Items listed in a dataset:
+++

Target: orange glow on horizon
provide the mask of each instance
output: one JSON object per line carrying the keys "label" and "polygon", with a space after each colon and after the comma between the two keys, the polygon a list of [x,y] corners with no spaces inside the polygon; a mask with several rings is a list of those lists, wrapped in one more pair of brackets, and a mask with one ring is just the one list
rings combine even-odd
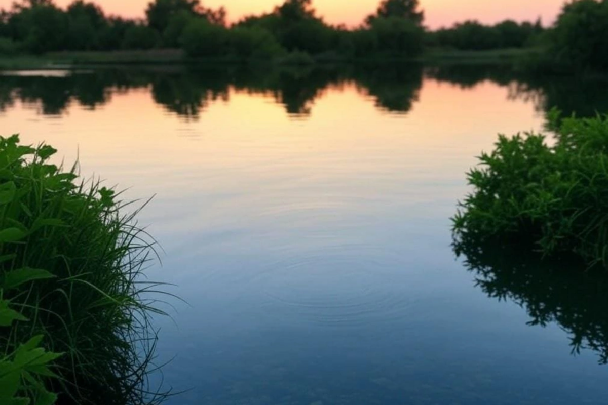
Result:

+++

** YOUR TASK **
Rewrite all the rows above with each "mask" swapped for "outline" and nothing else altered. Leave the pictures out.

** RESPONSE TO THIS EXERCISE **
Target: orange glow on horizon
provide the outline of each instance
output: one JSON object per line carrying the keys "label" and "polygon", with a space after each colon and after the comma between the two keys, the polygon a list of [x,y] corners with no spaces inside the polygon; a outline with several rings is a list of those lists, wrapped in one more pair of brackets, and a outline with one ring is just the one list
rings combine even-odd
Result:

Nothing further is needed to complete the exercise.